WHAT TO DO :: Work out how many lines in these entries include the string "sunflower", and give only that figure.

=== DATA TO PROCESS ===

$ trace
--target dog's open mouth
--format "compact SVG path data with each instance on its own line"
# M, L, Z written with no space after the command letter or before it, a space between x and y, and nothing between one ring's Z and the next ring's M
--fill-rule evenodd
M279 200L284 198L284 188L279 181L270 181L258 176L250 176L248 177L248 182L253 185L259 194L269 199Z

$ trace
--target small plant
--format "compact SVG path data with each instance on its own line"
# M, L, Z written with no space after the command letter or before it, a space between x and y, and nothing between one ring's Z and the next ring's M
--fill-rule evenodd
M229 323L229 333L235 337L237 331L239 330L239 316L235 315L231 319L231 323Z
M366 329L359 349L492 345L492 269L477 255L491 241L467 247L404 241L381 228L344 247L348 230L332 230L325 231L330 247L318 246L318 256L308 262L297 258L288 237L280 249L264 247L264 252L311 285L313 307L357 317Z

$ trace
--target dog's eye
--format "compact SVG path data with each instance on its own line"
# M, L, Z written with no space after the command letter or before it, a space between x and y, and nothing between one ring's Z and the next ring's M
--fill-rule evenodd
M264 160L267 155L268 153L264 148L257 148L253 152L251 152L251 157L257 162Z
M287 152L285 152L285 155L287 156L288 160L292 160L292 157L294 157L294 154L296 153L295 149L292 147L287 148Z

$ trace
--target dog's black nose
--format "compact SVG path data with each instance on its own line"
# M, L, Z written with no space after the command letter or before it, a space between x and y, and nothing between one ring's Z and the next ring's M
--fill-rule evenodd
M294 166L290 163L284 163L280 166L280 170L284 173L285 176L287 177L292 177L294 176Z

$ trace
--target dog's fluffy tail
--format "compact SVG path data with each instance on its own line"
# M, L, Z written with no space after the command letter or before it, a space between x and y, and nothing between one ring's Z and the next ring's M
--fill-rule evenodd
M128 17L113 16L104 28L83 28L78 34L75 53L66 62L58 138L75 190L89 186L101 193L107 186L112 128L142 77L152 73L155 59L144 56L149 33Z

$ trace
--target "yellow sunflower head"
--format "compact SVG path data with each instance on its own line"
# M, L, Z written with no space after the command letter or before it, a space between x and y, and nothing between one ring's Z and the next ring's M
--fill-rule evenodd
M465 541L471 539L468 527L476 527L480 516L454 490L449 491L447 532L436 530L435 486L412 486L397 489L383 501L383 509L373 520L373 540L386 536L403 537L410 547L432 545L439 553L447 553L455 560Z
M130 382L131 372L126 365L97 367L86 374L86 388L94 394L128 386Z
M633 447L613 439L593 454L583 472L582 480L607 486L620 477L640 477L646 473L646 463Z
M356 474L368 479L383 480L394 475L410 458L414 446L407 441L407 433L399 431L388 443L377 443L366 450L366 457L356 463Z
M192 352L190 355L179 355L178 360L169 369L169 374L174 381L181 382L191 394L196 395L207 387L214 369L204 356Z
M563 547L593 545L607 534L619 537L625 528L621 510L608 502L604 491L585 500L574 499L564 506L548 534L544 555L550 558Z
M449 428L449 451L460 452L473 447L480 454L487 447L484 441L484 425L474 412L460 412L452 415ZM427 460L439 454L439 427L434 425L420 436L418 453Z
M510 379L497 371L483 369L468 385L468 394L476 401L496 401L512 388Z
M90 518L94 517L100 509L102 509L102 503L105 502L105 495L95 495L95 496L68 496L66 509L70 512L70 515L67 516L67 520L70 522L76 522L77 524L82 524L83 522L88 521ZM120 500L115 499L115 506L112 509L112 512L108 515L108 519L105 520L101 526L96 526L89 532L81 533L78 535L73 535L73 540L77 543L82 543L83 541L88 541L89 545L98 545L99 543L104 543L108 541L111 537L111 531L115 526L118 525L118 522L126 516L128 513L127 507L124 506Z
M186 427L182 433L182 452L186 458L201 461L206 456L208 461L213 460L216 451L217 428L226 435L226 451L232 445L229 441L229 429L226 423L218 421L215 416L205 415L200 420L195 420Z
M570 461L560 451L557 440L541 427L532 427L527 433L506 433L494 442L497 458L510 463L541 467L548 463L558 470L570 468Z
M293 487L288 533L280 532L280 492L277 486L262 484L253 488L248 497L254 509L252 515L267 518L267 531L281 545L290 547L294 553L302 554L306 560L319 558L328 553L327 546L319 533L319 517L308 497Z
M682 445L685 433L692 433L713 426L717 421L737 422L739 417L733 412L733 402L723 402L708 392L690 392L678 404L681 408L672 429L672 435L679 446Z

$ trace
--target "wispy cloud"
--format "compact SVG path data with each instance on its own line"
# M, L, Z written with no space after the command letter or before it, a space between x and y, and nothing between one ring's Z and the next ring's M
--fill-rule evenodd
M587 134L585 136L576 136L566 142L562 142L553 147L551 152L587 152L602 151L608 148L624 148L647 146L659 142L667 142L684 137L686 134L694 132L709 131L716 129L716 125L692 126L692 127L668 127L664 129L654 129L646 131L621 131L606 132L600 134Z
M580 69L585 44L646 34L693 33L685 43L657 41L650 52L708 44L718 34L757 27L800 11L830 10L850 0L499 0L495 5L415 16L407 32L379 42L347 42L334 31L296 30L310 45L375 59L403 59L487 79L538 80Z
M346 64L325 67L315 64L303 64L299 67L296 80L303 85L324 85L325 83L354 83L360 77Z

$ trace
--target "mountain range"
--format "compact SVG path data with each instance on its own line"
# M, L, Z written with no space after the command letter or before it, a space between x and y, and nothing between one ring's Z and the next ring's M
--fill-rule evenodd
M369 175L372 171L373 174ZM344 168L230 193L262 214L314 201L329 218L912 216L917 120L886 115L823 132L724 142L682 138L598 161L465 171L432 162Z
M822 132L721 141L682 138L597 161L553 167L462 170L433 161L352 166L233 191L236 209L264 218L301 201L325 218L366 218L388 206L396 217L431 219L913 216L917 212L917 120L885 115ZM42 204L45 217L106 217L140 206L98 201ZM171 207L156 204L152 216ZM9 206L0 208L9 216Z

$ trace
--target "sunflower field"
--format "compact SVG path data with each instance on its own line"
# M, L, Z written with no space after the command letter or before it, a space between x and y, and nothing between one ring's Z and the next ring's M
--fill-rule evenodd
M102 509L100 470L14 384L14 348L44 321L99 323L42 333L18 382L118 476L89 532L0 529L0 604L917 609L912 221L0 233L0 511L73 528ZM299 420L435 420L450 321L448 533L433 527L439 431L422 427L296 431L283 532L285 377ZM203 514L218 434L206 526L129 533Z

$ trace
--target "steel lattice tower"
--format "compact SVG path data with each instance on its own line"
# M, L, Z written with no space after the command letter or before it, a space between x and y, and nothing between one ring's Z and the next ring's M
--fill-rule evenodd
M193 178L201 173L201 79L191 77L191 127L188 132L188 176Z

===

COMPLETED EXERCISE :: 2